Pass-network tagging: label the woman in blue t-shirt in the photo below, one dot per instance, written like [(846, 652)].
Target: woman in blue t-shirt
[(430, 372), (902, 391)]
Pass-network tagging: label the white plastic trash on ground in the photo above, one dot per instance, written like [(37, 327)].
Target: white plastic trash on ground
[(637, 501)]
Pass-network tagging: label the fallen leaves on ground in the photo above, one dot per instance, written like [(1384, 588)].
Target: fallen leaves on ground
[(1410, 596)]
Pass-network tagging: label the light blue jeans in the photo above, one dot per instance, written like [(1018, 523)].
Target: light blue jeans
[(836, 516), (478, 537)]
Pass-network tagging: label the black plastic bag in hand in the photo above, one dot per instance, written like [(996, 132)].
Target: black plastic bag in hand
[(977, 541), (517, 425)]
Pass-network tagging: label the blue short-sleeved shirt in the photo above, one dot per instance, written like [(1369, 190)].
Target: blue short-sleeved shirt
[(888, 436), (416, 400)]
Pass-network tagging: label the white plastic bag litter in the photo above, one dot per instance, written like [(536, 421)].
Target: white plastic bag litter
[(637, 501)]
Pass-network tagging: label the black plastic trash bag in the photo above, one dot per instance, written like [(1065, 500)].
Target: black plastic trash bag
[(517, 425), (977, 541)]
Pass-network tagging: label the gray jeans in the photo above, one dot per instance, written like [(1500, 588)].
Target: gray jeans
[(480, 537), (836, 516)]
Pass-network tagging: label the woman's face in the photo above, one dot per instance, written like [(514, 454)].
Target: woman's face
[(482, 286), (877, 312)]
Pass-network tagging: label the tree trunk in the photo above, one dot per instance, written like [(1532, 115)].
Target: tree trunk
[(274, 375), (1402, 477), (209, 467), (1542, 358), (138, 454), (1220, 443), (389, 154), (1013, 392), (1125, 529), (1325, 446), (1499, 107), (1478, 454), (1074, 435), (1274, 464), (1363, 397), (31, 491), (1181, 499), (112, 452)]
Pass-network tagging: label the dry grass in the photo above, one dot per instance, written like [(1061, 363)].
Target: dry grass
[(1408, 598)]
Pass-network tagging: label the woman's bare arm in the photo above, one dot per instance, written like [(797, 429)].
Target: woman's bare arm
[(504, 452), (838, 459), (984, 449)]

◇ ◇ ◇ ◇ ◇

Set task: Copy out exactly the lines from the line with "Pass-network tagging: label the gray" to the end of the listing, including both of those lines, and give nothing else.

Result of this exercise:
Pass-network tagging: label the gray jeans in the photo above, one dot per instance, written like [(1500, 588)].
Target: gray jeans
[(480, 537), (836, 516)]
Pass-network tagging: label the woman's face in the photo above, one dot per instance, written like [(514, 454)].
Target: woman's face
[(482, 286), (877, 312)]
Pass-network tagging: label the tree trunk in the photo above, one dot per instance, written like [(1532, 115)].
Target: tree trunk
[(274, 375), (1402, 477), (209, 467), (1542, 358), (138, 454), (1220, 443), (389, 154), (1013, 392), (1125, 529), (1325, 446), (1499, 107), (1478, 454), (1074, 435), (1274, 464), (1363, 397), (31, 491), (1181, 499), (112, 452)]
Pass-network tagging: label the dry grass in the photo above, one dot per instance, written like [(1061, 363)].
Target: dry grass
[(1408, 598)]
Pass-network tagging: label the woman's bare arm in the photo above, one dot per instance, written like [(797, 429)].
Target: woman's bare arm
[(504, 452), (838, 459), (984, 449)]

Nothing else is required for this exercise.